Excerpted data section start

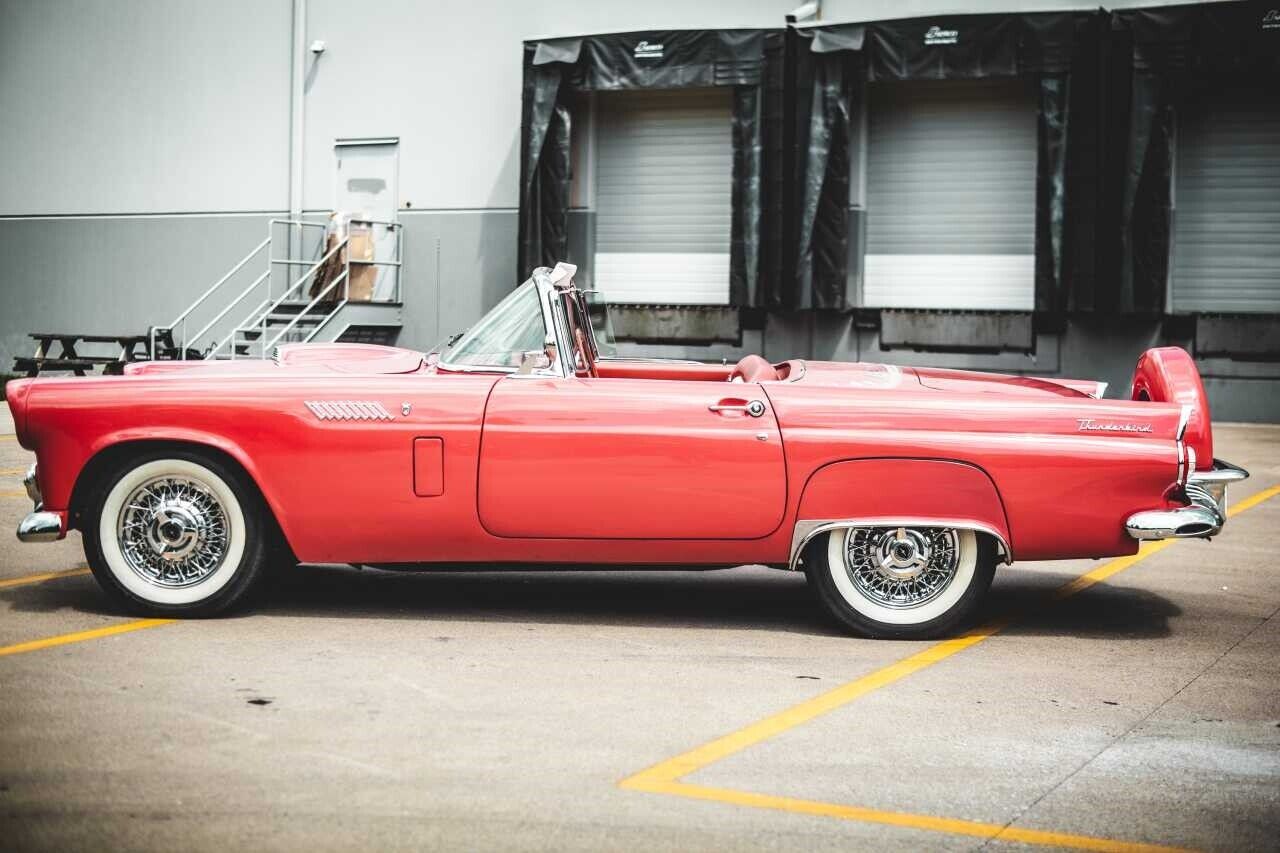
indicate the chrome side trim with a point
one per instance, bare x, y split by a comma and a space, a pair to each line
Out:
41, 527
347, 409
31, 482
809, 528
1205, 514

Excerpted data section end

About this exercise:
What is needed is an exact copy of the lines from the one containing "one per instance, bare" through the final line of the data, both included, and nothing more.

Expected answer:
one per instance, bare x, y split by a comma and a space, a pair to each line
Out:
41, 527
347, 409
31, 482
809, 528
1205, 514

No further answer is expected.